### Consignes:
[A] Pour chacune des affirmations suivantes, dites si elle concorde avec le texte sur l’opposition à l’Est, par oui ou par non, et citez les mots décisifs du texte. (i) La plupart des militants pour les droits de l’homme partageaient une idéologie politique spécifique. (ii) Les anciens marxistes se sont eux-mêmes attribué la paternité de ces mouvements. (iii) La plupart des opposants et dissidents qui se référaient au marxisme ont cessé de le faire, notamment à la fin des années 70.
[B] Comptez les lignes du listing qui contiennent la chaîne « door », en respectant la casse, et indiquez uniquement ce nombre.

### Texte source:
- - -
Bien qu’allusive cette opération de récupération libérale est aisément repérable. Encore faut-il, et ce n’est pas le cas de tout le monde, connaître l’histoire récente de l’opposition à l’Est. Plusieurs observations s’imposent, ne serait-ce qu’en raison du fait que, en tant que libertaires, nous soutenons et participons aux luttes pour le respect des droits de l’homme et nous nous référons à la société civile.
Des anciens marxistes (de tous bords : anciens communistes, marxistes critiques, trotskistes, marxisants sans ou anti-parti, etc.) ont joué un rôle considérable au début des revendications de type droits de l’homme : au sein de la dissidence en URSS (Grigorenko, Pliouchtch…) lors de l’apparition de la Charte 77 (qui a pris en quelque sorte le relais de l’Opposition socialiste des anciens partisans de Dubcek) ou de ce que l’on appelle depuis quelques années l’Opposition démocratique en Hongrie (dont certains fondateurs sont des anciens de l’École de Budapest). Il serait ridicule d’attribuer, de près ou de loin, la paternité de ces mouvements à la redécouverte par des anciens marxistes des vertus de l’État de droit, et eux-mêmes ne se sont jamais aventurés à le faire. D’abord parce qu’ils étaient minoritaires (la plupart des militants pour les droits de l’homme ne partageant pas d’idéologie politique spécifique), et parce qu’ils ne participaient pas au mouvement et ne s’en réclamaient pas en tant que marxistes. Ensuite, il faut rappeler pourquoi les revendications pour la défense des droits de l’homme ont pu être exprimées, malgré la répression, à partir de la fin des années 60 dans les pays du socialisme réel : en raison du comportement héroïque d’un certain nombre de personnes, et au prix d’importants sacrifices, certes, mais aussi dans la mesure où les régimes communistes post-staliniens ont été contraints par leurs propres contradictions internes et le rapport de forces international (les Accords de Helsinki), à laisser s’exprimer les revendications de type droits de l’homme (ce qui était inconcevable pendant la période stalinienne) quitte à les réprimer durement par la suite. Cela étant, la plupart des opposants et dissidents qui se référaient au marxisme ont cessé de le faire notamment à la fin des années 70. En général, sur des positions critiques à l’égard des rapports entre le marxisme et l’étatisme et, plus rarement, dans la perspective d’une critique libérale dans l’acception complète du mot. Dans certains cas, l’opportunisme politique et les phénomènes de mode universitaire ne sont pas à exclure. Toujours est-il que cette évolution a créé un vide idéologique et que ceux qui voudraient l’occuper sont nombreux : y compris au nom de la mort des idéologies, comme semble être le cas des adeptes du libéralisme.
- - -
### Lignes de données:
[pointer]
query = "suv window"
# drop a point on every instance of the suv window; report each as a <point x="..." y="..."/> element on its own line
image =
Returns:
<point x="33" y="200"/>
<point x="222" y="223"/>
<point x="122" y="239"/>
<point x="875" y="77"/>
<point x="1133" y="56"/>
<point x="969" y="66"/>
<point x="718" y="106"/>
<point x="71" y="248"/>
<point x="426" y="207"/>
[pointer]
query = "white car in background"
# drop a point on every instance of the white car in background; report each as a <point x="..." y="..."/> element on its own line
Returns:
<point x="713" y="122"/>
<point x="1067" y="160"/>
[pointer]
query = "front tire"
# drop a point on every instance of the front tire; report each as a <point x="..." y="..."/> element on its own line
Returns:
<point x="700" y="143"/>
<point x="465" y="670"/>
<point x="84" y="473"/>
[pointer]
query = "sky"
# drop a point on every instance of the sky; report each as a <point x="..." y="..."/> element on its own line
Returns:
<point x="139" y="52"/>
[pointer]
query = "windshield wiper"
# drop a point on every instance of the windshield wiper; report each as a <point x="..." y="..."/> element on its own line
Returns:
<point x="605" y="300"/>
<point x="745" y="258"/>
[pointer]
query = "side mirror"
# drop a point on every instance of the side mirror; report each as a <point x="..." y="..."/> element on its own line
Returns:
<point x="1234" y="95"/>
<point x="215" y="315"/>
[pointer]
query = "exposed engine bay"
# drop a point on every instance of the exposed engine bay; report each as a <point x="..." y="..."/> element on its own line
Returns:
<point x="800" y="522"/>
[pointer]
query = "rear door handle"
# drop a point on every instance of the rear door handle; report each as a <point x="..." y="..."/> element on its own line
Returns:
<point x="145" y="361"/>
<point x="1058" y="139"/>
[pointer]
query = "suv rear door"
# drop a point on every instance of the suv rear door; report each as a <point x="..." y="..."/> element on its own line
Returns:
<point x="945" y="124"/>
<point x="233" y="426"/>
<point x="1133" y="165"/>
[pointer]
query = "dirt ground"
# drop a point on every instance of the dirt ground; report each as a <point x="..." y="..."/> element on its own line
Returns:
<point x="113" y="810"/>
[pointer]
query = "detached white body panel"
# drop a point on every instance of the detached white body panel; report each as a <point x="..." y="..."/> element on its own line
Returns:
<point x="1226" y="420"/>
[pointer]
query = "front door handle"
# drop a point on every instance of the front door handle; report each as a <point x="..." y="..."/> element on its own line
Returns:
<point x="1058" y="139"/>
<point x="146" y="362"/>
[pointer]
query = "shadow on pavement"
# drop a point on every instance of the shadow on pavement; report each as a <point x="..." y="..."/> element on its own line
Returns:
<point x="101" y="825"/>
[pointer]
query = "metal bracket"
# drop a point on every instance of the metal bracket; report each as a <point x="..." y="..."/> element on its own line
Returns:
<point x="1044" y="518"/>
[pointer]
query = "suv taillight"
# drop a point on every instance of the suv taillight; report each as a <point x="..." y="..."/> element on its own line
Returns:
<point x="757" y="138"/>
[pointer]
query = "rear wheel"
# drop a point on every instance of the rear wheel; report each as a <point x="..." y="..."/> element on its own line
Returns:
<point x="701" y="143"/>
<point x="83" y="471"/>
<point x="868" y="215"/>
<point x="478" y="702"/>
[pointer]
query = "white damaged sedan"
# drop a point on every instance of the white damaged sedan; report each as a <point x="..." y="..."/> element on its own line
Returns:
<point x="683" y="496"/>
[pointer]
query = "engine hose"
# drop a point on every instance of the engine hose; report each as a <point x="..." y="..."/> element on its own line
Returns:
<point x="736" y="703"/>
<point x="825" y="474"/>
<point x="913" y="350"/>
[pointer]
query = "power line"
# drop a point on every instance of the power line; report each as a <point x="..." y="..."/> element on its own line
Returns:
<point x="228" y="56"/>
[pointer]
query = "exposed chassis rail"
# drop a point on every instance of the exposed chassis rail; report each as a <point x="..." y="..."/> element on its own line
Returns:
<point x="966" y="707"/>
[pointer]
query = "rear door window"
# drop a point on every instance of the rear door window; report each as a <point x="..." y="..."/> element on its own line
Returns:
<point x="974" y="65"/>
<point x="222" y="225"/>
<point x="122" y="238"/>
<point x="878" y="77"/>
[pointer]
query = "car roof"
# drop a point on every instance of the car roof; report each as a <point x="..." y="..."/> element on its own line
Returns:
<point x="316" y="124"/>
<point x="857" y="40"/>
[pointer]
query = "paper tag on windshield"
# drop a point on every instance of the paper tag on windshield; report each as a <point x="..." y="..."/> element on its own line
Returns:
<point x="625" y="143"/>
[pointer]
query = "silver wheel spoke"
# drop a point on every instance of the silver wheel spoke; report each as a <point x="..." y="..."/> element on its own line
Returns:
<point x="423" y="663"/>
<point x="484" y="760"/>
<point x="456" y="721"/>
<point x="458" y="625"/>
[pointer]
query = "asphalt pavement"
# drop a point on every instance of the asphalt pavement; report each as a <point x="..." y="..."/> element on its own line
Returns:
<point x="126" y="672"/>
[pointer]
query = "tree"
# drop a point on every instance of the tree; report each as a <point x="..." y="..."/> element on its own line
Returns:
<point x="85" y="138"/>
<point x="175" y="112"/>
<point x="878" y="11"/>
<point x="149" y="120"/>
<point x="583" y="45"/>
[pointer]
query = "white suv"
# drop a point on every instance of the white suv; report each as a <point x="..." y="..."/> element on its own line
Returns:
- - -
### Corrigés:
[A]
(i) Non : « la plupart des militants pour les droits de l’homme ne partageant pas d’idéologie politique spécifique ».
(ii) Non : « eux-mêmes ne se sont jamais aventurés à le faire ».
(iii) Oui : « la plupart des opposants et dissidents qui se référaient au marxisme ont cessé de le faire notamment à la fin des années 70 ».

[B] 8